_Material provided_

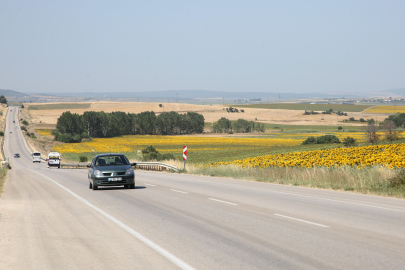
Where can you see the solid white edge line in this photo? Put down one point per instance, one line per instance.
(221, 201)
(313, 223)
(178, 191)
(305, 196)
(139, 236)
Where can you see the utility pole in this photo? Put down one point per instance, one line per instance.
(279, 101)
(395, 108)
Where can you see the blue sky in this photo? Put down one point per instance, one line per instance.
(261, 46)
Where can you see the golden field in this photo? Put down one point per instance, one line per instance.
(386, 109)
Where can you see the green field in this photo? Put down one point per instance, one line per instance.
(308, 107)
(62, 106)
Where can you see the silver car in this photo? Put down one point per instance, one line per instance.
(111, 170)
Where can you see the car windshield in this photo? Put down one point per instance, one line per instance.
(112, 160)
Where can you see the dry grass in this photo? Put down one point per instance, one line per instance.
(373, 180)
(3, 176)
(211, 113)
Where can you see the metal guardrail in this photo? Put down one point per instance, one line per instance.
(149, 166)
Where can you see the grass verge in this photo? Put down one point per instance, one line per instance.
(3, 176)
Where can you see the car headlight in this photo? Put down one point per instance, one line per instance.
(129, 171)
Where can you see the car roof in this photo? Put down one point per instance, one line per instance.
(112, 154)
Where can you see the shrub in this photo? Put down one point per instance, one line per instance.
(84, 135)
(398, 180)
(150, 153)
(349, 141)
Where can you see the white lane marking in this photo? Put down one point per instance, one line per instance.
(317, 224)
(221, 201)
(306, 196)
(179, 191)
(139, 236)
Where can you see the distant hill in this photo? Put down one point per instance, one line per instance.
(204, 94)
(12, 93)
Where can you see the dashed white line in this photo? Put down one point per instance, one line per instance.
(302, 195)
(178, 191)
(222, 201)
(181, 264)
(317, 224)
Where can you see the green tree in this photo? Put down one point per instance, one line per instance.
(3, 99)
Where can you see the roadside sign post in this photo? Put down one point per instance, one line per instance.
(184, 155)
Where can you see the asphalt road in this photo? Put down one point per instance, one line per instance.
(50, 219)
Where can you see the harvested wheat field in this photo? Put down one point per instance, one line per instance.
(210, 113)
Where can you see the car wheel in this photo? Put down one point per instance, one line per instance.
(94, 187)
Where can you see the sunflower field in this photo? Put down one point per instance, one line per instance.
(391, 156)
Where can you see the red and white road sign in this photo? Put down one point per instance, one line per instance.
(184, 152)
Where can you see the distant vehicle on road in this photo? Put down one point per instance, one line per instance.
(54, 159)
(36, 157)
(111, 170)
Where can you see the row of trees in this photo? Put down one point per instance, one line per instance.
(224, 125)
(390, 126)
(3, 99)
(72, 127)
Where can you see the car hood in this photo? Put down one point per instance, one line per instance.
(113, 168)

_Task to carry out_
Every line above is to be duplicated exactly; no picture should be carried over.

_Task response_
Where can you see the solid white edge line in this photo? Put down one point per instance, one line per instance.
(221, 201)
(313, 223)
(178, 191)
(305, 196)
(139, 236)
Where can you see the utility pole in this photo? Put down one point per instance, one line per instance.
(279, 101)
(395, 108)
Where can you see the blue sky in this photo? Put down one point per instance, one line per instance.
(261, 46)
Where can you see the golden field in this photo? Put down one point per instance, one line per instance.
(386, 109)
Where can you see the green field in this photo? Put down one point per instance, one line per instance.
(308, 107)
(62, 106)
Where can you see the silver car in this photo? Put down one point per instance, one line per instance.
(111, 170)
Where can you see the car windshield in this photo? Put down one point per instance, one line per instance.
(112, 160)
Where can you see the dry grass in this photo? Put down one point per instance, one line per instance.
(373, 180)
(3, 176)
(211, 113)
Where can you see the metal guardrail in this photo? Put down one point per instance, one line per instance.
(149, 166)
Where can you see the grass verge in this photo? Put down one point per instance, one line per instance.
(3, 176)
Where can you see the car headlight in this photo? Put down one point per instance, one line per instance.
(129, 171)
Where can you see the car roof in this photo? Put down one point per instance, one line per instance.
(112, 154)
Where can you see the shrub in this photo? Put down one point per instance, one line per instance.
(84, 135)
(398, 180)
(150, 153)
(349, 141)
Where can you see the white lane marking in this photo? Put down one point per instance, one line per instance.
(317, 224)
(221, 201)
(306, 196)
(179, 191)
(139, 236)
Where can you see the distant hill in this photo? Put down one point per instance, one line per instance.
(204, 94)
(12, 93)
Where can you see the dashed white line in this photo? Put down one point per instance, one line per instance.
(302, 195)
(178, 191)
(222, 201)
(181, 264)
(317, 224)
Where can you see the green tree in this photo? Put down one point per instance, one line per instance.
(3, 99)
Where can you see the roadside sign post in this photo? Put down one point per instance, one line per instance.
(184, 155)
Where can you see the asphalt road in this photo? Put down one point per instance, one line per instance.
(50, 219)
Where can you see the harvested wheat field in this photo? Put down one point per instance, one line per instance.
(210, 113)
Where can you see the car wheel in this photo? Put down one point per instance, one line per instance.
(94, 187)
Where can you see the sunflower field in this photo? Put down one point per instance, one line per instance.
(391, 156)
Where can you see the red and white road sign in this photo? Put down one point per instance, one line per instance.
(184, 152)
Where can you see the distant vehicle on road in this photo? Put down one point per instance, one line per instance.
(54, 159)
(36, 157)
(111, 170)
Where can you see the row of trees in this photo? Put down one point per instance, one line per instance.
(224, 125)
(390, 126)
(3, 99)
(72, 127)
Where can you see the car hood in this photo? Put down one point per instance, one line per instance.
(113, 168)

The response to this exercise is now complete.